*Instructions*
1. Answer these questions using the text about trade waiter visas:
(a) How long is a trade waiter's visa valid once they are sponsored under the agreement?
(b) Which two occupations does Pavoni say the 457 changes moved onto the short-term list?
(c) Which firm is the migration agent Raul Senise from?
2. Reproduce the part of the text about trade waiter visas starting with "Under the current" and going on through "that frustrates Pavoni.".
3. Take the text about trade waiter visas further, continuing on from its final sentence.

*Exercise passage*

* * * *

Under the current updated labour agreement, trade waiters must have an Australian qualification—or a qualification equivalent to Certificate III in Hospitality. Once they’re sponsored under the agreement, their visa is valid for four years and offers them a path to permanent residency. This is compared to, for example, a restaurant manager who only gets a two-year visa with no hope of permanent residency under the new 457 changes. It’s something that frustrates Pavoni.

“On the one hand, the Australian restaurant industry is just flying; it’s getting all this great international press,” she says. “On the other hand, the government is putting this handbrake on with the 457 changes, such as moving manager and cook onto the short-term list. It doesn’t make any sense. We’re basically asking these career professionals with great experience and great skills to come for a short time and leave—which is ridiculous. But trade waiters go through a different system, and it’s something we’re really excited about.”

She believes the changes will motivate good trade waiters to come here, bringing their “phenomenal” experience to the industry—especially those who’ve worked at high-level fine dining or Michelin-star restaurants. “They share service techniques, overseas trends, and knowledge about different wines or products being used overseas,” says Pavoni. “You learn so much from having them around.”

Sponsoring a trade waiter

To do this, Pavoni enlisted the help of migration agent Raul Senise from André Burger & Associates, who is currently assisting several other fine-dining establishments going through the same process.

* * * *

(Dataset entries)
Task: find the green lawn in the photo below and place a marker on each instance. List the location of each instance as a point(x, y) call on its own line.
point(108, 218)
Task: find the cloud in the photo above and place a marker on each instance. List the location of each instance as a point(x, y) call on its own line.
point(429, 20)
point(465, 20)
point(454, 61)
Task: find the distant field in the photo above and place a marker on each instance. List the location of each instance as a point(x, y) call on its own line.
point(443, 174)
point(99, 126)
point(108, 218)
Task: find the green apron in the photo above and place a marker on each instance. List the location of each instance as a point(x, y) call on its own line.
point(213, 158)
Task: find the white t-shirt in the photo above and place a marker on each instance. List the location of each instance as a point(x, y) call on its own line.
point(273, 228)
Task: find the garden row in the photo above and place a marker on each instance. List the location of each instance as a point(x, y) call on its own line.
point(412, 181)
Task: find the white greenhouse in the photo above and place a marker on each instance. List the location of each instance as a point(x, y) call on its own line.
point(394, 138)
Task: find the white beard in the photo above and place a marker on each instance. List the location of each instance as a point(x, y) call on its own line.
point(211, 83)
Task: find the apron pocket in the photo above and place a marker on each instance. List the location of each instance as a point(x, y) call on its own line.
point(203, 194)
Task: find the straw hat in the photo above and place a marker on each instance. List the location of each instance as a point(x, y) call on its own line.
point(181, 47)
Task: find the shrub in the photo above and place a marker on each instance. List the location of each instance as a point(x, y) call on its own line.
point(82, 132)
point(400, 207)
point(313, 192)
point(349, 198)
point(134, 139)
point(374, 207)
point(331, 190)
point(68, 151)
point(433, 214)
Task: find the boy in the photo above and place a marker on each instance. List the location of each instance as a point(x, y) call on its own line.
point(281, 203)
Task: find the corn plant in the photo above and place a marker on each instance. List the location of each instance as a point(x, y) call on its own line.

* * * *

*Answers in order*
1.
(a) Four years.
(b) Manager and cook.
(c) André Burger & Associates.

2.
Under the current updated labour agreement, trade waiters must have an Australian qualification—or a qualification equivalent to Certificate III in Hospitality. Once they’re sponsored under the agreement, their visa is valid for four years and offers them a path to permanent residency. This is compared to, for example, a restaurant manager who only gets a two-year visa with no hope of permanent residency under the new 457 changes. It’s something that frustrates Pavoni.

3.
“It’s quite involved and you need to be very organised,” he says. “Even though it’s processed through the 457 section, it’s a separate section which only deals with labour agreements and the onus and criteria is much higher than a 457. It’s easily 10 times more involved than organising a 457 sponsorship and it’s very much a high-level negotiation between the company and the government.”

First and foremost, the restaurant applying needs to meet the Department of Immigration and Border Protection’s (DIBP) definition of fine dining. “The government sets out a number of criteria: silver service, maitre’d, visually-appealing food, uniform for staff, etc. They will then make an assessment on each application,” explains Senise. “If the restaurant meets the criteria, they can apply to sponsor trade waters, and to gain some concessions if they’re also looking to sponsor either cooks or chefs.”

The restaurant also needs to demonstrate they haven’t been able to find the skills they seek in the local labour market. “You also need to show that you have a history of training your Australian staff, that you meet the training benchmarks and that you’re up-skilling your Australian staff,” adds Senise. “And you need to show under which award or conditions you’re proposing to employ staff, which must be above certain levels as well.”

Liaising with stakeholders within the industry—such as Restaurant & Catering Australia, hospitality organisations or, potentially, unions—is also key. “This involves sending pro forma letters to other industry associations who acknowledge you’re a fine-dining restaurant, in their professional industry opinion, and that they support your application,” says Pavoni.

The labour agreement a restaurant enters into is valid for three years, and part of the negotiation is determining how many trade waiter positions a business can sponsor. Senise says it depends on the size of the business and how many Australian staff they have. “The visa for each trade waiter is, however, valid for four years, and under the terms of the agreement, if the company wishes to nominate trade waiters for permanent residency, they must first be there for a period of three years.”


If you’d like to undertake the process of sponsoring a trade waiter yourself, you need to refer to the labour agreement page on the DIBP website.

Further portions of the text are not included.